> Instructions to follow: Filter the lines below, keeping each one that holds "snowy".

BEGIN Excerpted data

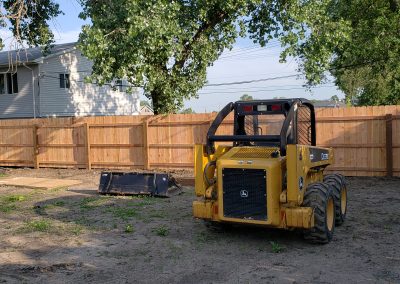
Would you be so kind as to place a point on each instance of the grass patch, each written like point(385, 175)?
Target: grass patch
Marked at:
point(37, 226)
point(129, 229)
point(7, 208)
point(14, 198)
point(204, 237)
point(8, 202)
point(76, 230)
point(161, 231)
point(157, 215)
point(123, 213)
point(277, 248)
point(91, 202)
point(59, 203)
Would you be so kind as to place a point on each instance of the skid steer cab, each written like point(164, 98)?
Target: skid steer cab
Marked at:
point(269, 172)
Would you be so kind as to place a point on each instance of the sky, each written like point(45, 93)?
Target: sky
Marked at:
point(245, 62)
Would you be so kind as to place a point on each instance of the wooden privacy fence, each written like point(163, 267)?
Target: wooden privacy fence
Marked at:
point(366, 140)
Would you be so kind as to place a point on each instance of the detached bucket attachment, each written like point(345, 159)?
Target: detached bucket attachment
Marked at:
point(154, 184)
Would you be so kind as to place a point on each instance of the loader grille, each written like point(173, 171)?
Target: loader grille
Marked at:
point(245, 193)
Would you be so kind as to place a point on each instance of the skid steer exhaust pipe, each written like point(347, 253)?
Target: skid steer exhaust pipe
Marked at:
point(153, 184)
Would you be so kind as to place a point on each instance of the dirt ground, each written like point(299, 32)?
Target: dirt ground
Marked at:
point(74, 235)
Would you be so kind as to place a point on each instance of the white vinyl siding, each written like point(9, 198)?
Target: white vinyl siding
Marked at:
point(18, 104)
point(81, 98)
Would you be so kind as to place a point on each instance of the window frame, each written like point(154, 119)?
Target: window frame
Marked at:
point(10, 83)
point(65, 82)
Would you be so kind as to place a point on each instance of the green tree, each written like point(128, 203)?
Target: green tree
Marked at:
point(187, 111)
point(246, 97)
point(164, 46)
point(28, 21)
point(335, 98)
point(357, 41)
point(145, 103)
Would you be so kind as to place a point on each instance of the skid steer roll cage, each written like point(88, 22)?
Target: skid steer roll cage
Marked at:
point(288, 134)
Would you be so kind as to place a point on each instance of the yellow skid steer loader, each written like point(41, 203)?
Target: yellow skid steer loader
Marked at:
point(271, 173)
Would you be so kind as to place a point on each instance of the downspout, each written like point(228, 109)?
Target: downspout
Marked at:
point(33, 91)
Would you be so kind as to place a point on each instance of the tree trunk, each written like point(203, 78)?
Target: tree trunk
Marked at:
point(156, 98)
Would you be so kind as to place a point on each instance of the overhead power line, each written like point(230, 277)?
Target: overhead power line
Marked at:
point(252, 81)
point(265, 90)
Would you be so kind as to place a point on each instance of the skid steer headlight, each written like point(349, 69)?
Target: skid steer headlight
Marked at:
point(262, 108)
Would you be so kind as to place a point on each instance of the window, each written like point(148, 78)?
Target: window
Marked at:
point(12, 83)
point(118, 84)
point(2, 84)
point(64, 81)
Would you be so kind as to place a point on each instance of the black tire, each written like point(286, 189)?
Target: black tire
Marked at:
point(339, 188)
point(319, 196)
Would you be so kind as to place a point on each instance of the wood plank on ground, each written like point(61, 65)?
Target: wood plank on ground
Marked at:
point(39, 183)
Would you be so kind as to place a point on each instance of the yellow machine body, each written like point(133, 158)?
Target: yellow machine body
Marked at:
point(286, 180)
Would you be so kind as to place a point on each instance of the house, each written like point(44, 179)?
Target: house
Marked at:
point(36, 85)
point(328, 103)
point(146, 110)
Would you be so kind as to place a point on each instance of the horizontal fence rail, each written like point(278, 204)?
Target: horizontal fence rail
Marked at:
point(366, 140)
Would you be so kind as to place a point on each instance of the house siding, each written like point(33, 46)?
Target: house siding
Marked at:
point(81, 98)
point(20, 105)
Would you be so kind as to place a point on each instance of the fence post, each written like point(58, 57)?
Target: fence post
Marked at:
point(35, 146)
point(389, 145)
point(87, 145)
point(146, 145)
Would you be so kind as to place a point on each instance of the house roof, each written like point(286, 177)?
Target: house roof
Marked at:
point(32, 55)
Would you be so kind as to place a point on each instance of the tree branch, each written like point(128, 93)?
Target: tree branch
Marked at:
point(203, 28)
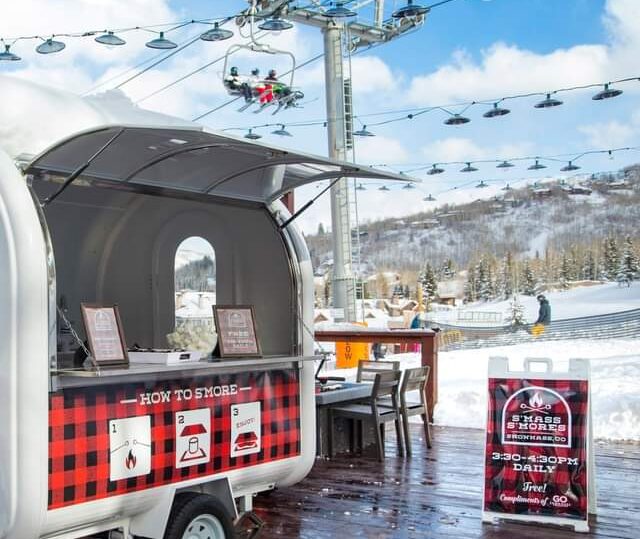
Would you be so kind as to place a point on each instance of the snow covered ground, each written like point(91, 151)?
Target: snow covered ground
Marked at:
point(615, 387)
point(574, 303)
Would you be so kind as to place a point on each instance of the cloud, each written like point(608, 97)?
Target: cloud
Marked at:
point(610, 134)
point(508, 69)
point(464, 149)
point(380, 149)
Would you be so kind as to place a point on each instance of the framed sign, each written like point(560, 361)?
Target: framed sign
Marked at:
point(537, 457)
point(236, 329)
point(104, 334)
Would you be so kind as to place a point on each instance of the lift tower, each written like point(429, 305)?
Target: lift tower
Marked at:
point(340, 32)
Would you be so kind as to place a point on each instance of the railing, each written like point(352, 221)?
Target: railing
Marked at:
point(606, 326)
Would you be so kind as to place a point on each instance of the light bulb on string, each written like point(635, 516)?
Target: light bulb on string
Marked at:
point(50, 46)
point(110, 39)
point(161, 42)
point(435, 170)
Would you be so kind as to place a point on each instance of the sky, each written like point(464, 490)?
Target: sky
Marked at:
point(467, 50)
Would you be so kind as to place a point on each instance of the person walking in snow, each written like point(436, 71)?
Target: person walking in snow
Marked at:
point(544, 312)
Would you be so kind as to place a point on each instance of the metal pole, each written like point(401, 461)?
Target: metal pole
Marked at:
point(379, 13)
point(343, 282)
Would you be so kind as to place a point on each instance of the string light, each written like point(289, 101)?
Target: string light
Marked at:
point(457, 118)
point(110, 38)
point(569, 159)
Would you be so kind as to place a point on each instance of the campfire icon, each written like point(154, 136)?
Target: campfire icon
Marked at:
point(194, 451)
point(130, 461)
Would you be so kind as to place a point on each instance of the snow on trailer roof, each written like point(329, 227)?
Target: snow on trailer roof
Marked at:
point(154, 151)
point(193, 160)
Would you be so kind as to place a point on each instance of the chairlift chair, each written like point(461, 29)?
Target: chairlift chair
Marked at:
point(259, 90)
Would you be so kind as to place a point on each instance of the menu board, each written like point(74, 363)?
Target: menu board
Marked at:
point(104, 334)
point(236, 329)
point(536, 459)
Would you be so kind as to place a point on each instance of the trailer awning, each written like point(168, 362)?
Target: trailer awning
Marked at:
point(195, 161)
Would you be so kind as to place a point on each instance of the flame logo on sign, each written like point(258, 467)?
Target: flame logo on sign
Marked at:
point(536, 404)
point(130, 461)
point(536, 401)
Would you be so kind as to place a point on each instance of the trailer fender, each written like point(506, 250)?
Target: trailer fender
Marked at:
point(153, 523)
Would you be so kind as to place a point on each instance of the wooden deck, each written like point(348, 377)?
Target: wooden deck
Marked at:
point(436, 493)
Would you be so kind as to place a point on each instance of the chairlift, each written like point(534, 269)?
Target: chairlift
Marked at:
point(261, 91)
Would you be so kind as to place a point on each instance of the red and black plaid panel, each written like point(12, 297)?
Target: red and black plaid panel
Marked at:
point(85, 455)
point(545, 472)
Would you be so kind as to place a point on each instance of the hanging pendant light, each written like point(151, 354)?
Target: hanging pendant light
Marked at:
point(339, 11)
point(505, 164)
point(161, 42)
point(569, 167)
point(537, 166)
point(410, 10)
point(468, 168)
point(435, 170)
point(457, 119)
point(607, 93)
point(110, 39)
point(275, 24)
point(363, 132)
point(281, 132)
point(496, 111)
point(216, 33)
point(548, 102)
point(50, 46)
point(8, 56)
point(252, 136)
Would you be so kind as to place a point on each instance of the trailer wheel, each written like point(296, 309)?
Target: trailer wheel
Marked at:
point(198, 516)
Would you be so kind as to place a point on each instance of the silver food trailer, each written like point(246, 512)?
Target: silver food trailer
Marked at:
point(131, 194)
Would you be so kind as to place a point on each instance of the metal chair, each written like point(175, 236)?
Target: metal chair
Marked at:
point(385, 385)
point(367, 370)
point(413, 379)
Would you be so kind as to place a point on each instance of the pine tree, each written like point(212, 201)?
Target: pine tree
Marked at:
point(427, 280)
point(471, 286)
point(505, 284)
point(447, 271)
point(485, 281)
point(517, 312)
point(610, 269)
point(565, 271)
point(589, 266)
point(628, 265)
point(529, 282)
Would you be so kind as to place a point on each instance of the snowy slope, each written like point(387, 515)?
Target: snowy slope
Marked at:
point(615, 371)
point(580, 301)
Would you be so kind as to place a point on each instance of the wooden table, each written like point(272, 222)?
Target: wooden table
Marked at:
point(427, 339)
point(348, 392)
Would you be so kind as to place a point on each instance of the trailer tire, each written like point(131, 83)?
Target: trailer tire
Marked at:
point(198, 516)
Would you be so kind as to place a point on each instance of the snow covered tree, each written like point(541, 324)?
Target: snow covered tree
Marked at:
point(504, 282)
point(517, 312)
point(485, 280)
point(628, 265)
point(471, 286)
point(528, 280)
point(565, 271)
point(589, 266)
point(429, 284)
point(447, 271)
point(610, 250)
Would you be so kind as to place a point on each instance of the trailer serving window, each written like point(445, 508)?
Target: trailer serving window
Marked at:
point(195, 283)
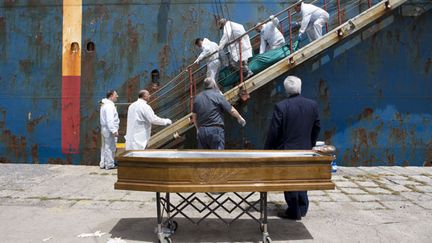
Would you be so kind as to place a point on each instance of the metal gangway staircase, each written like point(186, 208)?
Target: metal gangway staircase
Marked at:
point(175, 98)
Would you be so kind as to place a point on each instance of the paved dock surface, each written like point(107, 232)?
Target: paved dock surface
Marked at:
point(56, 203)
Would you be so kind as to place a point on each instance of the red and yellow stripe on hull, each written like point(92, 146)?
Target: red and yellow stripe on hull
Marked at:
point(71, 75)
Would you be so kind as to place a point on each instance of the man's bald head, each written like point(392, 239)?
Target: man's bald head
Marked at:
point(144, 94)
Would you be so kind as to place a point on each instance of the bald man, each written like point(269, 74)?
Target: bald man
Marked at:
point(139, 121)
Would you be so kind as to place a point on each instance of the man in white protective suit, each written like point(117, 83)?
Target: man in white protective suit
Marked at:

END Excerpted data
BEGIN Excerpted data

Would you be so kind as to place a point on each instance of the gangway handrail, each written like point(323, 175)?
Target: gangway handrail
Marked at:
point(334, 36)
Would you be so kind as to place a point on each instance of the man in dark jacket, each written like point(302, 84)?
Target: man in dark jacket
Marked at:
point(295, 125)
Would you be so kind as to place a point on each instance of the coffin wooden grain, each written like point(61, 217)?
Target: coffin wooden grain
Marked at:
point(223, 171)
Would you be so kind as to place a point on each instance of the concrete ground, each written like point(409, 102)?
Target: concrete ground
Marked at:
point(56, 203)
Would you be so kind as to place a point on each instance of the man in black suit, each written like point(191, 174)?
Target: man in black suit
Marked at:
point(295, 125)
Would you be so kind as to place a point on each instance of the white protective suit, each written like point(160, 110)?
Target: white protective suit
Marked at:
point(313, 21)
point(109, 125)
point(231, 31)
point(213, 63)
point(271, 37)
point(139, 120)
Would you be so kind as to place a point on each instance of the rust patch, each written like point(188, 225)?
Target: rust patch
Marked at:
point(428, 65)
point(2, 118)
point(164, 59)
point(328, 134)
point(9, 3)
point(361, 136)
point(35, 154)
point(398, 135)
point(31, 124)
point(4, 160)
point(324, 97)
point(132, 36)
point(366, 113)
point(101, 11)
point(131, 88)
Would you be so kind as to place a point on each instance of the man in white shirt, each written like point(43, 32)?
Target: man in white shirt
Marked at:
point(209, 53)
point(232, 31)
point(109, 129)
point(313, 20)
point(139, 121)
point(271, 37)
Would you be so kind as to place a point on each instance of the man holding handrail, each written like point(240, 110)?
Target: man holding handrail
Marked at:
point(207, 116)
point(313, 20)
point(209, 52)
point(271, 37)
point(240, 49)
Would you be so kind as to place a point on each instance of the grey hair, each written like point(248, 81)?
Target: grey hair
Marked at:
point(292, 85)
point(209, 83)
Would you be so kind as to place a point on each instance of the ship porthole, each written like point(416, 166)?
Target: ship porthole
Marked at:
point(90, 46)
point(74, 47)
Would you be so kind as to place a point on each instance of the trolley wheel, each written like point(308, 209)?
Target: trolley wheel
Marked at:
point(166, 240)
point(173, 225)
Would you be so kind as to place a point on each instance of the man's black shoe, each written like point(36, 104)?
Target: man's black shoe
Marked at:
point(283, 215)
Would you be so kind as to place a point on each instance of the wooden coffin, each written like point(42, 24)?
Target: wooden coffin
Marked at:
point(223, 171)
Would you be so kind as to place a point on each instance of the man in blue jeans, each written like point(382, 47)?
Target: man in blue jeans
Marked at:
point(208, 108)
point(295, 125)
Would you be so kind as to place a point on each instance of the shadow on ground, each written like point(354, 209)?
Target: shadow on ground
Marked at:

END Excerpted data

> Finished task:
Would you be so kind as to place a point on each instance of the snowy slope, each written like point(387, 515)?
Target: snowy slope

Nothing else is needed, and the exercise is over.